• PROBLEM DESCRIPTION
Rewrite the data below as a Markdown table with the columns Row and Text. Start with the line containing "Input query: stone wall" and go on through the line containing "[106,127,141,243]", numbering each line in order and skipping blank lines.

• DATA RECORDS
*****
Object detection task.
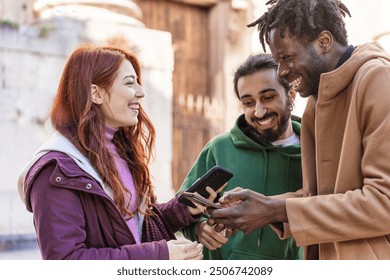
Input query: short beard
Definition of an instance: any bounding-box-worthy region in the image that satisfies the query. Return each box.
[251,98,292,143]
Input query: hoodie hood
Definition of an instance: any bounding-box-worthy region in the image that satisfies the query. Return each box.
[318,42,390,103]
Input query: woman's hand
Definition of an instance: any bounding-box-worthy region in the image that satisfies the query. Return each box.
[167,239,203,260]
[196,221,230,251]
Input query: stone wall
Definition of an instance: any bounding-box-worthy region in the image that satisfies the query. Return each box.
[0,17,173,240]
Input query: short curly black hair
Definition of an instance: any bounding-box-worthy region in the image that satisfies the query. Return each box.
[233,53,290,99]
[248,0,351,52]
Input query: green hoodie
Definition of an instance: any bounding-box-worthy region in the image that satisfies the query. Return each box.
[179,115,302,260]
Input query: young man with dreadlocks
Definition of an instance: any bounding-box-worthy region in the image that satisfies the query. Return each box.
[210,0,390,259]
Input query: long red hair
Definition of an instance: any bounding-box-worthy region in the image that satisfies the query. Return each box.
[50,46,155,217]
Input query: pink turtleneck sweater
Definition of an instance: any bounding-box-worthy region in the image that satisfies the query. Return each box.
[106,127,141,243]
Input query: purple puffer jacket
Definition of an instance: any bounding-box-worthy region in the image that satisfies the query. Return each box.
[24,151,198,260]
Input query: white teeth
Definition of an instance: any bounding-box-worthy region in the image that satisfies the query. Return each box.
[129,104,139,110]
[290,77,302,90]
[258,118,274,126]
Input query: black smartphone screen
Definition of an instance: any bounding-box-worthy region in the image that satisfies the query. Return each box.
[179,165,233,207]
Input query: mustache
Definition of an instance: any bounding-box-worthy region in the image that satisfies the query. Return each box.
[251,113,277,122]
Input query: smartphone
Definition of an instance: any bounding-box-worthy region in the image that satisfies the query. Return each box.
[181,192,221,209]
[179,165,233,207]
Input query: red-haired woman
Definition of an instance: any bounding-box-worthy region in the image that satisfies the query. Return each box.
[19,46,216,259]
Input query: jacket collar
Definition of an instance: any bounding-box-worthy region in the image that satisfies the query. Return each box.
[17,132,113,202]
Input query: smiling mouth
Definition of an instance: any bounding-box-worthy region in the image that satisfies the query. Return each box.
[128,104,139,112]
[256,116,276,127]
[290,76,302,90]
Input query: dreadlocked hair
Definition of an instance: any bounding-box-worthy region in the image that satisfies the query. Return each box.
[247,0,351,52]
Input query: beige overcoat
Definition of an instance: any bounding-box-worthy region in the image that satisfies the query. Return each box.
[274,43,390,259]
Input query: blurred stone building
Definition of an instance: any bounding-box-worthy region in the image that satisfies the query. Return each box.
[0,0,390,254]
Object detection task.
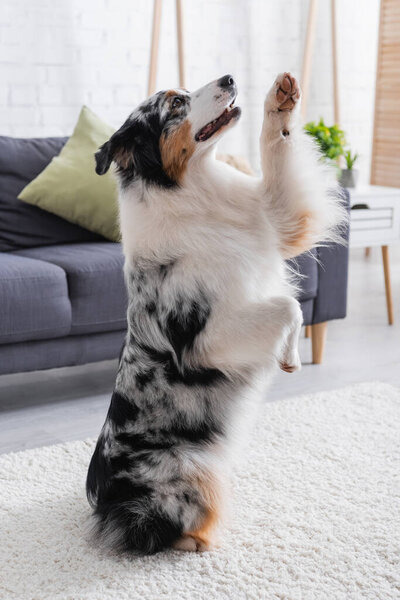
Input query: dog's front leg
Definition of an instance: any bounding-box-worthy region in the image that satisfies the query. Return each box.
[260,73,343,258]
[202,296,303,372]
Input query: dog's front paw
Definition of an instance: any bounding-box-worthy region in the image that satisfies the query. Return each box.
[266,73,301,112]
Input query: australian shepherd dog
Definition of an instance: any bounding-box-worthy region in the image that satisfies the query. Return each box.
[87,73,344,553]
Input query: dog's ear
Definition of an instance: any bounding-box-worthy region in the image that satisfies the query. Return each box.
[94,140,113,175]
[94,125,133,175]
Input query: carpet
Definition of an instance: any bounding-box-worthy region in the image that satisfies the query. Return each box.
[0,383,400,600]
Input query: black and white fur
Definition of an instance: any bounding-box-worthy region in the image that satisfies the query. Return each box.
*****
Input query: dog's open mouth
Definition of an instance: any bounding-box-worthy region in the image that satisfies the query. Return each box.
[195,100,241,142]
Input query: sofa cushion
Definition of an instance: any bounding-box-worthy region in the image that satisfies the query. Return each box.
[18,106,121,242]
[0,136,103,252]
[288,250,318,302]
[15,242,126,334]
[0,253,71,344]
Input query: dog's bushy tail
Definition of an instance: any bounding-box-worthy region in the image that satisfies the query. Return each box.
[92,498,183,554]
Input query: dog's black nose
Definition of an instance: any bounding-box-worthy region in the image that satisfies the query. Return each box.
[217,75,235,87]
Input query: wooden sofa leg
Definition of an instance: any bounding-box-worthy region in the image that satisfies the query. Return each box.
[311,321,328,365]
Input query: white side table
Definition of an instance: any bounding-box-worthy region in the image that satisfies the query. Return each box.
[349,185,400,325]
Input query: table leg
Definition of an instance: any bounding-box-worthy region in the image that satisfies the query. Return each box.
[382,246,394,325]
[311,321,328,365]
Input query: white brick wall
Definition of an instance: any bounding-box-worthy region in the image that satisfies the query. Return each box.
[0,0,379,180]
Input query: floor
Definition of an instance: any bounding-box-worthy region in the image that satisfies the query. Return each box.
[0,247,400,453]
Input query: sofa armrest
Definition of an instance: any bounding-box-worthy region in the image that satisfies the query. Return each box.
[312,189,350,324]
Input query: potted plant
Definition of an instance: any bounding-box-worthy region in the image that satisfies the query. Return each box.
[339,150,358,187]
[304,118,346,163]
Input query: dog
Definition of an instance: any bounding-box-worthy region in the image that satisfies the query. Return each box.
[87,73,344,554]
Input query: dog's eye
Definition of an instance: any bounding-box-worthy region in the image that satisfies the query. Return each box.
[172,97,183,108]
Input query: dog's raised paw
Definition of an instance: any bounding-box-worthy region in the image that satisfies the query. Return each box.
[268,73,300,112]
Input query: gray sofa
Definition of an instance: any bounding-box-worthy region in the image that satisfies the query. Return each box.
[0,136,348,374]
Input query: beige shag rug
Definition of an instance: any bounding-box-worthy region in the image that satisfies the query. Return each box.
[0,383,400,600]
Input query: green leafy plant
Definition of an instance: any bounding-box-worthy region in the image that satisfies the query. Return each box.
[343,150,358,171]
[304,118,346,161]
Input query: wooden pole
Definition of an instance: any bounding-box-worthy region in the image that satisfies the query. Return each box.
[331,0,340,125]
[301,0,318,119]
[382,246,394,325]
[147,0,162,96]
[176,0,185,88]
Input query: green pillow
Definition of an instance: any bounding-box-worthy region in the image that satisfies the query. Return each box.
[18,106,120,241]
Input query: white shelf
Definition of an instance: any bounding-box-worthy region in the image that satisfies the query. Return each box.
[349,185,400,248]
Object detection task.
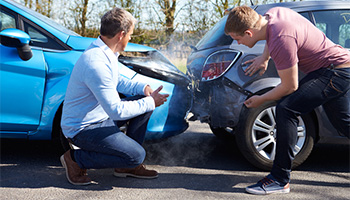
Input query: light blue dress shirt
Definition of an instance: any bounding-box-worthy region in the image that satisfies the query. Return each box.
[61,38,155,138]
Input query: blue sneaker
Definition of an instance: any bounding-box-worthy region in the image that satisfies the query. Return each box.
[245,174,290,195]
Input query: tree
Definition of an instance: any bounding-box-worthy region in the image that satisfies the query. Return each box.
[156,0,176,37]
*****
• OUTPUT
| Row | Text |
|---|---|
| 1 | Input query: stone wall |
| 2 | Definition of an instance: any bounding-box-worthy region in the image that satisfies the query. Return each box. |
| 3 | [0,17,173,240] |
| 4 | Input query: short curly black hair |
| 5 | Definition of an instance: any bounding-box-worthy region in the image that satisfies the query. Return each box. |
| 6 | [233,53,290,99] |
| 7 | [248,0,351,52] |
| 8 | Input query: green hoodie |
| 9 | Definition of an instance: any bounding-box-worthy region in the image that satisfies the query. Return each box. |
| 10 | [179,115,302,260] |
| 11 | Input query: young man with dreadlocks |
| 12 | Definition of an instance: any bounding-box-worthy region in the image that satisfies the query. Return each box. |
| 13 | [210,0,390,259] |
| 14 | Input query: long red hair |
| 15 | Definition of an instance: any bounding-box-worthy region in the image that satisfies the query. Return each box. |
| 16 | [50,46,155,217] |
| 17 | Input query: pink turtleneck sweater |
| 18 | Definition of an instance: any bounding-box-worthy region in the image that satisfies the query. Return each box. |
| 19 | [106,127,141,243] |